Action item
What lines in the records below contain the string "shell"? Copy every one.

Material shown
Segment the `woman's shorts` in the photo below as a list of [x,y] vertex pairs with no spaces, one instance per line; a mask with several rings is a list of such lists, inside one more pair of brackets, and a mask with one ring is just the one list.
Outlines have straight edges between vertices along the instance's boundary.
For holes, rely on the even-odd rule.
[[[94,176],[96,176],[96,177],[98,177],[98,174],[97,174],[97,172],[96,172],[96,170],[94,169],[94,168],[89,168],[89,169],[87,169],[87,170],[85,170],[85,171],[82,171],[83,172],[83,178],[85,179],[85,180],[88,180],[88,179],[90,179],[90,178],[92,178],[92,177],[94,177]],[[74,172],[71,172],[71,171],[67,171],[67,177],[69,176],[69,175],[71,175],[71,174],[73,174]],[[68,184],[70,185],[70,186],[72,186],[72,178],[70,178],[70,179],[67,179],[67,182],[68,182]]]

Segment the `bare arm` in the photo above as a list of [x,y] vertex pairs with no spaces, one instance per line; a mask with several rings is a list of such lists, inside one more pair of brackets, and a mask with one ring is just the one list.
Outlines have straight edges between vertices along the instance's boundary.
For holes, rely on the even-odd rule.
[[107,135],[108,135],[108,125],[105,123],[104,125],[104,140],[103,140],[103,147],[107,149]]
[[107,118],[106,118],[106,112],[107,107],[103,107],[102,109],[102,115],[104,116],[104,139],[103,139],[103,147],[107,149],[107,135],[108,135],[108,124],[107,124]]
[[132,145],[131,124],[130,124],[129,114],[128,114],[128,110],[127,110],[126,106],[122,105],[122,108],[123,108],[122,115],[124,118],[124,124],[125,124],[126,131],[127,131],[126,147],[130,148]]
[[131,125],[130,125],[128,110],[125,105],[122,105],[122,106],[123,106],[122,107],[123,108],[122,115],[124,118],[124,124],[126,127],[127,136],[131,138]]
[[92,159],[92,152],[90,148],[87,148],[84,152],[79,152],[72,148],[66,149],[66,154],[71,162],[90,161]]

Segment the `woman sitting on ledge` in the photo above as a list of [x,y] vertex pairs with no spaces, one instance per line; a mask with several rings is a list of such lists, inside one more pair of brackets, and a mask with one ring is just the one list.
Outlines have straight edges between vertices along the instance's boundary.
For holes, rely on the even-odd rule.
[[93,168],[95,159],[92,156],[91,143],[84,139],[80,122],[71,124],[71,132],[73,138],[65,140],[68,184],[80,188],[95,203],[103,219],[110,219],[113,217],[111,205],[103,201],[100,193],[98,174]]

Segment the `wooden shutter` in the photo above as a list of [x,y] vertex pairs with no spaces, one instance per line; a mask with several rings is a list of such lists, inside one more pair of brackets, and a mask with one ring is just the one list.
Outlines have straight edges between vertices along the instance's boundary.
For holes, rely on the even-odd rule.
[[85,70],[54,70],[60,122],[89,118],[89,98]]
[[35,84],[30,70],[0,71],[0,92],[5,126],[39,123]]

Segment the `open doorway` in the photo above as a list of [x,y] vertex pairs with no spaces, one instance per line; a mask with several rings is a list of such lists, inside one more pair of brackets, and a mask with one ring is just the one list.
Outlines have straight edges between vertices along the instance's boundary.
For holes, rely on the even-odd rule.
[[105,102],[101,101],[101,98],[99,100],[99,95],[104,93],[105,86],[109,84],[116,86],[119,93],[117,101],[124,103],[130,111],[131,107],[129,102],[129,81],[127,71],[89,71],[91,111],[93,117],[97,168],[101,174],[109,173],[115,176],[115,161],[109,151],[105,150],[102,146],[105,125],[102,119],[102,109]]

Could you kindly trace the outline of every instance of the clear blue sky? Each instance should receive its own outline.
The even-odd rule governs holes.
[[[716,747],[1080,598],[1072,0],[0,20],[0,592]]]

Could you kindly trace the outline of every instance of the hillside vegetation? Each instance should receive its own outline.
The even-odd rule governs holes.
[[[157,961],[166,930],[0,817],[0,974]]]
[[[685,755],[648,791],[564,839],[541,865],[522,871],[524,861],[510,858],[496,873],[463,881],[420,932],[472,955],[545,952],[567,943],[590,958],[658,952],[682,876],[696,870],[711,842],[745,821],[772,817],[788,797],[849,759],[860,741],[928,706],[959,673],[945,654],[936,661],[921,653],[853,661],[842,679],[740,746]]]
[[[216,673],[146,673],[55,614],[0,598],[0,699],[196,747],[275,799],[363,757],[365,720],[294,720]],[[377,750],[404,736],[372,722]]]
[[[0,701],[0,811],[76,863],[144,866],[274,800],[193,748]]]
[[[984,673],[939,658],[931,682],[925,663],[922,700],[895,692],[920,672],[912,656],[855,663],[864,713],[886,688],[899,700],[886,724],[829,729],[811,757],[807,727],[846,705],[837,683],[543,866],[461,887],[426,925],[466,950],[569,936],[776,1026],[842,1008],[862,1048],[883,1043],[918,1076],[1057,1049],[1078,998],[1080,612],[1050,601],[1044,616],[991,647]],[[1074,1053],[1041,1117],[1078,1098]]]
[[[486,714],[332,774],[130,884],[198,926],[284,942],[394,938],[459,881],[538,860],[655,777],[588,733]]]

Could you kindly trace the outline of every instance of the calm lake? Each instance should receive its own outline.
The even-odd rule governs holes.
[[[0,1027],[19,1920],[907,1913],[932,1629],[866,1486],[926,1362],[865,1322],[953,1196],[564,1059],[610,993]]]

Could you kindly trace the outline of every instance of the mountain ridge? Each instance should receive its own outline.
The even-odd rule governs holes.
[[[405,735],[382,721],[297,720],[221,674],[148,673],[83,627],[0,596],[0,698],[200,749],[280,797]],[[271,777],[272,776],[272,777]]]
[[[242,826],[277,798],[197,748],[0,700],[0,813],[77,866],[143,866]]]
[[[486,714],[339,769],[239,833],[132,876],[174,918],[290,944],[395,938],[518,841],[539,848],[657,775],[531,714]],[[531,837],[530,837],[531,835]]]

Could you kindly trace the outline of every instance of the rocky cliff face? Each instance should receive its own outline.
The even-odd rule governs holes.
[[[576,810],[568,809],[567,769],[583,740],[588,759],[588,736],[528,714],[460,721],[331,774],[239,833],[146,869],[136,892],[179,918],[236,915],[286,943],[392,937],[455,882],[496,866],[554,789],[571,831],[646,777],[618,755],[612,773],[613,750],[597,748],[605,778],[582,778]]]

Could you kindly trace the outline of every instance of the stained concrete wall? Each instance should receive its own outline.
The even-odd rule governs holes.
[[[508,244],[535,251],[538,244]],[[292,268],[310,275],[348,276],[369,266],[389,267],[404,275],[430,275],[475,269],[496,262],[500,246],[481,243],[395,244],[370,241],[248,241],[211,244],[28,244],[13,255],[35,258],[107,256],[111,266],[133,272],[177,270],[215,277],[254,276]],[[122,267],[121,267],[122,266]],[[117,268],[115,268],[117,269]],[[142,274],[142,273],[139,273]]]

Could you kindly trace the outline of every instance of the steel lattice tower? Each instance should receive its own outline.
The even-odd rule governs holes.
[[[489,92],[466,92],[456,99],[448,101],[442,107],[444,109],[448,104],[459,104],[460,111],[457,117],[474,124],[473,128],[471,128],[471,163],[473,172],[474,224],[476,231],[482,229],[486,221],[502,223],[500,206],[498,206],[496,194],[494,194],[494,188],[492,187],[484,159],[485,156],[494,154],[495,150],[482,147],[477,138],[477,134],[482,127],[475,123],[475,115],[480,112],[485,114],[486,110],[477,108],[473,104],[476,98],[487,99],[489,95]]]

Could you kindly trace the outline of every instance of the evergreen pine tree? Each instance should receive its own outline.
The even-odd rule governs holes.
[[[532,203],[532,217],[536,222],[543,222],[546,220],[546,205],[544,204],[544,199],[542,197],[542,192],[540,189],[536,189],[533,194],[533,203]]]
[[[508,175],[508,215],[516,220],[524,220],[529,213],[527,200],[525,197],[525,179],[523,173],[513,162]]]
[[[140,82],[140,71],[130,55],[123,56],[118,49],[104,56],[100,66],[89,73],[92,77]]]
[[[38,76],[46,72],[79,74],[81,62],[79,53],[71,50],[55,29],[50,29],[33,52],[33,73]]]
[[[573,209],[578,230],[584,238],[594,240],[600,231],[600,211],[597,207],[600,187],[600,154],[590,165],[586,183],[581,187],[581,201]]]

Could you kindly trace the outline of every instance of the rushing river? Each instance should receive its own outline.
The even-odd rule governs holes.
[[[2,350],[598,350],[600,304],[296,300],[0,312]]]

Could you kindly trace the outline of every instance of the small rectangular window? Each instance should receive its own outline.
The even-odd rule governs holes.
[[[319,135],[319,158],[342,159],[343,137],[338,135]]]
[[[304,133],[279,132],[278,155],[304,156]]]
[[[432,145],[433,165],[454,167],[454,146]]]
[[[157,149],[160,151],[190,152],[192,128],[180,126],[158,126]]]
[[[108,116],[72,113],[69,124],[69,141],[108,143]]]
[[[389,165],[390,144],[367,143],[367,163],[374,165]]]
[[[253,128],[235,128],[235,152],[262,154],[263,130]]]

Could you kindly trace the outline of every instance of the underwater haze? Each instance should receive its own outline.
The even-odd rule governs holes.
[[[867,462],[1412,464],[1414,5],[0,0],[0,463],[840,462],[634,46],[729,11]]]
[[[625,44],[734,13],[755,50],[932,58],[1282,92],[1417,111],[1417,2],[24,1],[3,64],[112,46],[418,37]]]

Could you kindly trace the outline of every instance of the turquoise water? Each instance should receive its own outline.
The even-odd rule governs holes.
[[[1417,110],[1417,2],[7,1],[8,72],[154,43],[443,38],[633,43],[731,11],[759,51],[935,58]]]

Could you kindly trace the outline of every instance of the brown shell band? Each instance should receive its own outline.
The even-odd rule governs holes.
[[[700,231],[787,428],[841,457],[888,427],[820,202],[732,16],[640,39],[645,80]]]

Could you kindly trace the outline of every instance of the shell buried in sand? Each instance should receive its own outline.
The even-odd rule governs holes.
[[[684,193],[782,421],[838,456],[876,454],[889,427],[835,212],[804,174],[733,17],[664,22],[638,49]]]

Exercise output
Could you kindly trace the outline of every instance of the brown shell band? Each instance should receive its own outline.
Could you kindly trace the outline of every instance of the shell buried in sand? Each instance should receive its own outline.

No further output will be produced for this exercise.